> What to do: Find each line in the records below that contains the string "grass", and copy those lines.

> Supplied information:
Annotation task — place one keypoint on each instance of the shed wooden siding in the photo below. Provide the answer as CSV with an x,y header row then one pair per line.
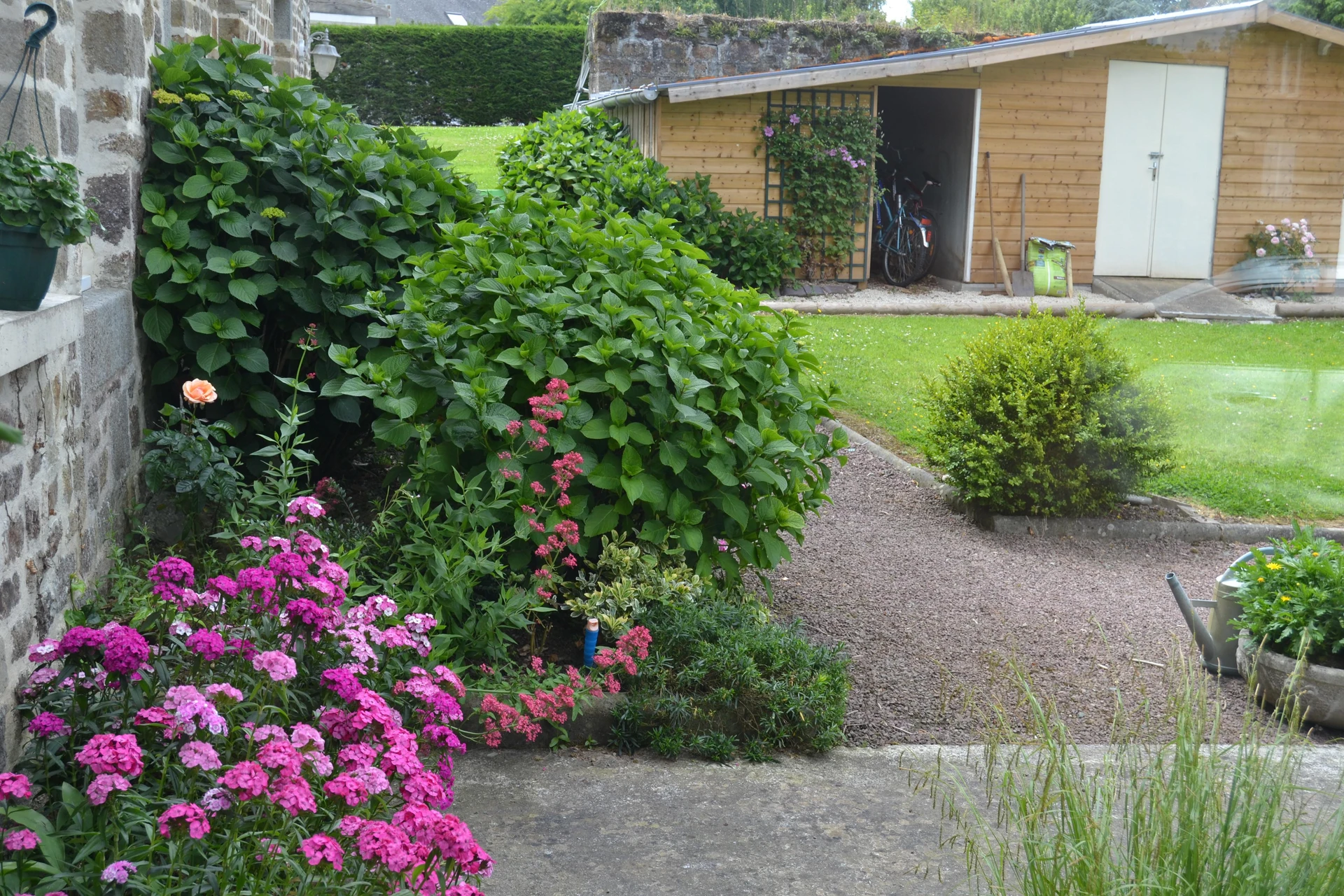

==

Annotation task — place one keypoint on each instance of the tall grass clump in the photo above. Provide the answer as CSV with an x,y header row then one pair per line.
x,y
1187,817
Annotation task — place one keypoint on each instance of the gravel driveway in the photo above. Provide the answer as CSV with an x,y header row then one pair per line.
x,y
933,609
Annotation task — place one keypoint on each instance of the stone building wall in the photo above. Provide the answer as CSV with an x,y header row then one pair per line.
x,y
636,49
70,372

> Solution to the exercise:
Annotation task — place one keypoint on each instance of the tall grass clump in the photo above. Provide the answer as CSV with an x,y header row then one pair per line.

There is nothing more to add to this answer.